_EXERCISE BRIEF_
Count the lines in the data below that contain the string "player", and give only that number.

=== DATA LISTING ===

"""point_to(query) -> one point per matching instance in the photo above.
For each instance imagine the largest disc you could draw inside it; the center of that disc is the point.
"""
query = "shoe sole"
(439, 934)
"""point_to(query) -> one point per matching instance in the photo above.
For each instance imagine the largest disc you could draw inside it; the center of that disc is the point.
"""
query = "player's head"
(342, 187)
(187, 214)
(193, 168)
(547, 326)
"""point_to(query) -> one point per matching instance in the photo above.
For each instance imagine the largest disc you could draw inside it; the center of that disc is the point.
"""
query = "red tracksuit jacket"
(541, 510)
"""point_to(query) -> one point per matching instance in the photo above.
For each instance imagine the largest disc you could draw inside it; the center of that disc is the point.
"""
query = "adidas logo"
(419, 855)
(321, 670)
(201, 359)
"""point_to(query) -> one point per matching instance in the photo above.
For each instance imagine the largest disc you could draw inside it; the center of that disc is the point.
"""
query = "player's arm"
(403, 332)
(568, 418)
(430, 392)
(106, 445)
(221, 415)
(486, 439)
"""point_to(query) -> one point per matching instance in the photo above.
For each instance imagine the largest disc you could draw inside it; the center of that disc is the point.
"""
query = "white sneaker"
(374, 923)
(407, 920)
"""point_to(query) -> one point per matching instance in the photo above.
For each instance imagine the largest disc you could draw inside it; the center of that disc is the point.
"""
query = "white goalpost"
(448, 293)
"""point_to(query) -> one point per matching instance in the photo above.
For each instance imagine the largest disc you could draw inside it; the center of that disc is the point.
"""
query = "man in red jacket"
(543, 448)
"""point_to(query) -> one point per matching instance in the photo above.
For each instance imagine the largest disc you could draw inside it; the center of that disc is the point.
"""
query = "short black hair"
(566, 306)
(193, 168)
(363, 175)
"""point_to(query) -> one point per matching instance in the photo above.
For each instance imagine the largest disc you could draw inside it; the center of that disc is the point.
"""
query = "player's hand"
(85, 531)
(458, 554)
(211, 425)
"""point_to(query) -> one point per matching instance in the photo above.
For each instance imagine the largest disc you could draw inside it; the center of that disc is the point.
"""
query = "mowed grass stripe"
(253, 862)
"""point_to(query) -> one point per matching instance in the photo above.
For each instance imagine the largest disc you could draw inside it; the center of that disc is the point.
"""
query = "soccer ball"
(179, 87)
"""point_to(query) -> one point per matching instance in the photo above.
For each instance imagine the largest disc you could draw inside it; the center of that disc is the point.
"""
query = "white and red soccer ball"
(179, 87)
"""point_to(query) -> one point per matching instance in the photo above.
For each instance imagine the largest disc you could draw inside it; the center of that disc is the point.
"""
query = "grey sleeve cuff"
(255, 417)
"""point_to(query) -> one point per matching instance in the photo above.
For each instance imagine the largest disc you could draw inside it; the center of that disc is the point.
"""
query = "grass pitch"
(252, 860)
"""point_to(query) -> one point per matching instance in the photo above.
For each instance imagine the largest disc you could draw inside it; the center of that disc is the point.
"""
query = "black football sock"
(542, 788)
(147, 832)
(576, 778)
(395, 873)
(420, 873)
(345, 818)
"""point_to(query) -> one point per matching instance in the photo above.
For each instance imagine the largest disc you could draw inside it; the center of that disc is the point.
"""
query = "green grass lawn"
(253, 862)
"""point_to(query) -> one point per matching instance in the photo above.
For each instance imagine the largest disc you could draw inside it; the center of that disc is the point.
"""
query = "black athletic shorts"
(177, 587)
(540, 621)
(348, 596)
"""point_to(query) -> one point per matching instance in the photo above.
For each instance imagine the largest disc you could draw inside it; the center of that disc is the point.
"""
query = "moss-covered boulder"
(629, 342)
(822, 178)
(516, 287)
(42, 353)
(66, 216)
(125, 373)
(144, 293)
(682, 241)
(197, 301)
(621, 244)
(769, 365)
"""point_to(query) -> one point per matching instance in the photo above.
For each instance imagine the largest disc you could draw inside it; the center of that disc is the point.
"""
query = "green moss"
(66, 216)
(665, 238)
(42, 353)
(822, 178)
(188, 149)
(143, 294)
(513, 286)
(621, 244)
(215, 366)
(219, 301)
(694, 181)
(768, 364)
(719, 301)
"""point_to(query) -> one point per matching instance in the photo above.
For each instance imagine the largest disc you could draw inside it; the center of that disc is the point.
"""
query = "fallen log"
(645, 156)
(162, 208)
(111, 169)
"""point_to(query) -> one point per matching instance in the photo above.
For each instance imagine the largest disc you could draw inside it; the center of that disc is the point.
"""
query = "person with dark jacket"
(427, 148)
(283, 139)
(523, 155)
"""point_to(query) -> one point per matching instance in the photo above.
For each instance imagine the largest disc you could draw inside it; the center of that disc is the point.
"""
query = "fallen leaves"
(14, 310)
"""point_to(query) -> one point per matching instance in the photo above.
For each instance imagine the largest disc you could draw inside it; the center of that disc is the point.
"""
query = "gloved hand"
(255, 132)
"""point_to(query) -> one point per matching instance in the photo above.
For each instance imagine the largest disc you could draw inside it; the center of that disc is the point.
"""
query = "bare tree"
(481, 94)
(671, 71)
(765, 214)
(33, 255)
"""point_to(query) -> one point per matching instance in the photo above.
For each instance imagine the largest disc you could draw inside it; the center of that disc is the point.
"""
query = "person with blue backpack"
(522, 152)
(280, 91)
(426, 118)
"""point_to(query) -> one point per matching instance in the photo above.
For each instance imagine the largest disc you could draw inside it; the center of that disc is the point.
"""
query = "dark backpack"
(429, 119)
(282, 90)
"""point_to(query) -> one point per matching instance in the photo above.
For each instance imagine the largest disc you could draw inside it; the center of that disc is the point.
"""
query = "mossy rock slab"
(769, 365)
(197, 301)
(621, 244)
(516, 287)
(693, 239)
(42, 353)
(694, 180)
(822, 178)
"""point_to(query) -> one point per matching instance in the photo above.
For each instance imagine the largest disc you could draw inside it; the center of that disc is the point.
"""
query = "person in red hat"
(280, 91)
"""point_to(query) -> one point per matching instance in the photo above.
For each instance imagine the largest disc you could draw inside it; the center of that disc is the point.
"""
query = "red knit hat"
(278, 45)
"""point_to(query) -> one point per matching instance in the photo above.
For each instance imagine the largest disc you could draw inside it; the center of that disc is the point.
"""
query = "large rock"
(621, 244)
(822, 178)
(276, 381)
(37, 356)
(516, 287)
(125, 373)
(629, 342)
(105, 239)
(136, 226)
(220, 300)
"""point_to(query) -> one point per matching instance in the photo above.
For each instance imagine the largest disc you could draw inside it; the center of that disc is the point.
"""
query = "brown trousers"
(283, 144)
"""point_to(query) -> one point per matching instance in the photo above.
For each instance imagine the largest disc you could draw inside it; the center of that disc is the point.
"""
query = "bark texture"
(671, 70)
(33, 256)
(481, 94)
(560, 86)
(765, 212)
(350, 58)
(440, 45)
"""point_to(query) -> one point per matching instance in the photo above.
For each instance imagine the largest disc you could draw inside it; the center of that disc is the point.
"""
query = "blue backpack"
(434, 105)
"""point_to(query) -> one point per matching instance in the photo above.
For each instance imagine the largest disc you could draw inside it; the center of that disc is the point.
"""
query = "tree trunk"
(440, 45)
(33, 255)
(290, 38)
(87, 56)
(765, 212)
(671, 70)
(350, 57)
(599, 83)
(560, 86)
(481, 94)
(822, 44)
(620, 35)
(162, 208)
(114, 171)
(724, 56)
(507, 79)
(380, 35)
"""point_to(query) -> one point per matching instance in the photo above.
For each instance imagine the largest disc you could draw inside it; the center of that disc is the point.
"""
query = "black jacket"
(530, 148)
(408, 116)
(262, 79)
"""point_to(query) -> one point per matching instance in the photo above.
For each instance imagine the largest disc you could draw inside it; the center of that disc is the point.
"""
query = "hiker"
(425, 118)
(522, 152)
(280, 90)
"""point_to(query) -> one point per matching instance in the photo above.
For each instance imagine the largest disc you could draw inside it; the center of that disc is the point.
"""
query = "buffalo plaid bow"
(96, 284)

===

_FINAL RESULT_
3